* [What is required]: Copy, word for word, everything in the text on Talk Is Cheep from "At SmartMusic we" down to "Publishing Co., Inc.".

At SmartMusic we love to hear from composers and arrangers about the things that inspire them. Recently, composer Kris Berg shared with us the story behind his 2012 jazz band piece Talk is Cheep.
Audio provided by Alfred Music Publishing Co., Inc.
Composition Notes by Kris Berg
Talk Is Cheep is another in my continuing attempt to funk-ify the common chicken. All of my chicken charts are meant to be fun; challenging and high energy and I think Talk Is Cheap does that very well. As a grade 3 chart there is a need to limit the ranges in the brass vertically, but I like to challenge young performers with linear lines that hopefully inspire them to spend some time in the practice room.
The opening 8 bars of the chart should be played in a “legit” style, like a brass choral. To create a contrast, be sure the rhythm section really digs in when they start playing at measure 9. The bass should be funky and precise. The piano should pay attention to long and short notes without clipping the staccatos too short. The guitar should be muted yet punchy. When playing the melody (M13), the saxes should pay very close attention to articulations. The same thing applies the second time through with the brass parts. The baritone sax cannot be too loud here—really honk! The next a cappella section (M40) is a real challenge. Staccatos should be short, fall offs should be quick, and accents should pop. Be careful—some lines (M44) in the saxes and brass (M45) should be legato and flow smoothly to create maximum contrast. Be sure to play strong accents at M47 and give the line a crescendo leading into the solo section. Solo changes are simple and can be addressed with just 2 modes—concert C and G mixolydian. It’s easy to think of these as a major scale with a lowered 7th note. There are other choices too, including blues scales, that you can try once you have worked through the chords. While the solo space is provided for tenor sax and trumpet, since the chords are simple—feel free to have anyone solo.
M64 is the full band shout chorus and it should be big. Be sure to balance and not play too heavy. The section lines that are interjected between the full band need to be heard, so play out. Examples are trombones (M 66 & 67) and saxes (M70, 71, 74, 75, and 77). The drummer should play out here so that it supports all of the horn energy. I try to hide the “hook” from my arrangement of “The Chicken” in every one of my chicken charts.—it’s hidden in the shout chorus here—see if you can find it!
Section 80 reminds me of part of “Birdland,” the great tune by Weather Report. While this section is loud, it should still build. From here the chart rounds things up by bringing back the main theme and then a short version of the a cappella section from earlier. Be sure the last note is PHAT! ENJOY!
Kris Berg, director of jazz studies at Collin County Community College, TX. He received his master’s and bachelor’s degrees in jazz studies from the University of North Texas. Under his direction, the Collin jazz ensembles have appeared in Nassau, Bahamas and festivals throughout the U.S. Mr. Berg is the founder/director of the Collin Jazz Fest and the Texas All-Star Jazz Camp. Mr. Berg’s charts have been performed and recorded all over the world, and Berg is currently active as an artist/clinician for Yamaha Corporation of America.

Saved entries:
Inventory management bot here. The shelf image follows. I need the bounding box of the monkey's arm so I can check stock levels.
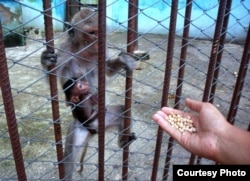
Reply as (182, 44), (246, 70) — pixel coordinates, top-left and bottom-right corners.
(106, 52), (135, 76)
(41, 50), (57, 70)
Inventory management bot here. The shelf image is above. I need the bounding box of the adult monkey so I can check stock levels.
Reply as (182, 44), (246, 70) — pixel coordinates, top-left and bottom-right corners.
(41, 8), (136, 180)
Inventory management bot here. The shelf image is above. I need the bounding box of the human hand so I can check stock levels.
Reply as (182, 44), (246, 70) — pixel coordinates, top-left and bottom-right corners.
(153, 99), (228, 159)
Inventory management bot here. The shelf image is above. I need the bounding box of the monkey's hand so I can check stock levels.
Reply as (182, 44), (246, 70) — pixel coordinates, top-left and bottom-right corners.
(118, 52), (136, 71)
(41, 50), (57, 68)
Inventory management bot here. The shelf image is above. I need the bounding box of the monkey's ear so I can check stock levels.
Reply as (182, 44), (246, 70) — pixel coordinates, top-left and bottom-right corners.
(64, 22), (75, 37)
(70, 96), (80, 104)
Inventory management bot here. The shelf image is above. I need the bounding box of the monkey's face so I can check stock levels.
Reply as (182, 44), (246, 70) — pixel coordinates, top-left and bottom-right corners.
(69, 9), (98, 53)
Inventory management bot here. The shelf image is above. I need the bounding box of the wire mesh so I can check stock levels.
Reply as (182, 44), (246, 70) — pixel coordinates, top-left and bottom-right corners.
(0, 0), (250, 180)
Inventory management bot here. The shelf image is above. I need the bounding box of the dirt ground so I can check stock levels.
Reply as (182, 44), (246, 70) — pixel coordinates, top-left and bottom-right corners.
(0, 33), (250, 181)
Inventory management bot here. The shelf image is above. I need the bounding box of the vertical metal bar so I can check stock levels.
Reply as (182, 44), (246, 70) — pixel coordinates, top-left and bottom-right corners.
(173, 0), (192, 168)
(189, 0), (227, 164)
(227, 25), (250, 123)
(209, 0), (232, 103)
(98, 0), (106, 181)
(122, 0), (138, 181)
(151, 0), (178, 181)
(65, 0), (80, 22)
(162, 0), (179, 180)
(43, 0), (65, 179)
(0, 20), (27, 180)
(174, 0), (193, 109)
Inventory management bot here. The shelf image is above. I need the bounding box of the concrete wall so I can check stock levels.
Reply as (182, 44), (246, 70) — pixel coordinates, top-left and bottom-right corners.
(10, 0), (250, 40)
(107, 0), (250, 40)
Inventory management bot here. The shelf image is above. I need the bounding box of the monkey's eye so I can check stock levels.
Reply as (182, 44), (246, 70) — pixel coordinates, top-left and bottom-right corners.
(88, 31), (96, 35)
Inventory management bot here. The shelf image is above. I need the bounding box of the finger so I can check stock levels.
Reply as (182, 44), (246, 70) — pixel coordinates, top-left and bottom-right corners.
(185, 98), (203, 112)
(152, 111), (182, 141)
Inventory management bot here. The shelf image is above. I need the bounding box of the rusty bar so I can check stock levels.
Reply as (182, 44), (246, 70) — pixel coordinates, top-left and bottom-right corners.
(209, 0), (232, 103)
(122, 0), (138, 181)
(151, 0), (178, 181)
(43, 0), (65, 179)
(162, 0), (179, 180)
(174, 0), (192, 167)
(65, 0), (80, 22)
(189, 0), (227, 164)
(98, 0), (106, 181)
(0, 20), (27, 180)
(227, 25), (250, 124)
(174, 0), (192, 109)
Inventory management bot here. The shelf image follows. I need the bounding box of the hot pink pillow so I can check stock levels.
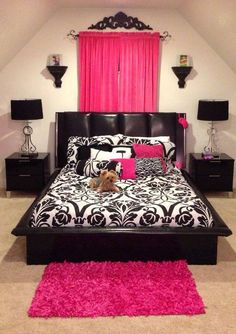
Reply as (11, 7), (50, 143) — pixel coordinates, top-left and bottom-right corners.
(112, 158), (136, 180)
(133, 144), (163, 158)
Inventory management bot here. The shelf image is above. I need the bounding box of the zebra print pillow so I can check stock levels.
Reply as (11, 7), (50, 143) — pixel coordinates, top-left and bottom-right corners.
(135, 158), (166, 177)
(76, 159), (121, 177)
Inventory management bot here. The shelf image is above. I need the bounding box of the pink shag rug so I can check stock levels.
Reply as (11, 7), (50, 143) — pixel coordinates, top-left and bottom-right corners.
(28, 260), (205, 318)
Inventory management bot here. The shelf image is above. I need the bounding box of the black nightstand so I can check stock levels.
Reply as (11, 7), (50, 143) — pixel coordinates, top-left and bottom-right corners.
(189, 153), (234, 192)
(5, 153), (50, 197)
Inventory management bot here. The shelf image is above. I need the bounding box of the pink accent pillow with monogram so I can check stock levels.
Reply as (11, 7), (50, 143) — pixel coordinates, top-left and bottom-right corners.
(112, 158), (136, 180)
(133, 144), (163, 158)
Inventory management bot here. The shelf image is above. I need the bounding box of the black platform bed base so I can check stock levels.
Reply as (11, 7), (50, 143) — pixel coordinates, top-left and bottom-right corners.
(12, 112), (232, 264)
(26, 231), (217, 264)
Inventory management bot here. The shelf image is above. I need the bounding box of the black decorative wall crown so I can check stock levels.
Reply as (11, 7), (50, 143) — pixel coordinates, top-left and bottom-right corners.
(67, 12), (171, 41)
(88, 12), (153, 30)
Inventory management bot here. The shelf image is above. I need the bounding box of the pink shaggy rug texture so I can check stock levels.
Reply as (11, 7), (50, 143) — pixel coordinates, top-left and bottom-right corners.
(28, 260), (205, 318)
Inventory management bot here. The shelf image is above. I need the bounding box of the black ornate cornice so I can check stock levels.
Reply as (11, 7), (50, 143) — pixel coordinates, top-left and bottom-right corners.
(88, 12), (153, 30)
(67, 12), (171, 41)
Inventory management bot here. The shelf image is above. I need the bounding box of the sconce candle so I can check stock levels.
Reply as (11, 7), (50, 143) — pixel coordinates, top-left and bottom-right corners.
(179, 55), (189, 66)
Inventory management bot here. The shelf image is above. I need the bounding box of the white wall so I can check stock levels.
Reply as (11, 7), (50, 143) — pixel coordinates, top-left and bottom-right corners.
(0, 8), (236, 188)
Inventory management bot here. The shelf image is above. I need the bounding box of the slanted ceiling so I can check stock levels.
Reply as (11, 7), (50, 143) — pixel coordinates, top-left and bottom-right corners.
(0, 0), (236, 73)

* [Answer to this exercise]:
At SmartMusic we love to hear from composers and arrangers about the things that inspire them. Recently, composer Kris Berg shared with us the story behind his 2012 jazz band piece Talk is Cheep.
Audio provided by Alfred Music Publishing Co., Inc.